In the records below, find each line with the word "plant" and copy it.

**RECORDS SHOWN**

• • • • • • •

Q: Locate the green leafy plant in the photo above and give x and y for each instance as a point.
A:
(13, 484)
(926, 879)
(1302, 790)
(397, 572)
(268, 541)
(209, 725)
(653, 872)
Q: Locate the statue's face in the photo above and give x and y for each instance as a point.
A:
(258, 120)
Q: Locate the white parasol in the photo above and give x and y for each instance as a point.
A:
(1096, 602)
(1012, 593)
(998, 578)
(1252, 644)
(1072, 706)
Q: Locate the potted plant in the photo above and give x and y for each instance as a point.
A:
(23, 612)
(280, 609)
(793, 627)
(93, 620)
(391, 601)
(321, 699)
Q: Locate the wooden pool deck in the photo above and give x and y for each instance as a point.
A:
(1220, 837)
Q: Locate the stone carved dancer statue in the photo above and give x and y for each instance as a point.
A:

• • • • • • •

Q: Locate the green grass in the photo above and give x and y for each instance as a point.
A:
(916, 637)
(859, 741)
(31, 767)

• • • • • • •

**YOUR RESPONSE**
Q: Locate the green leafy plant in the photo above and give x and y for each instance as a point.
Q: Locate the potted plant in the photo above and give x and y for each instance as a point.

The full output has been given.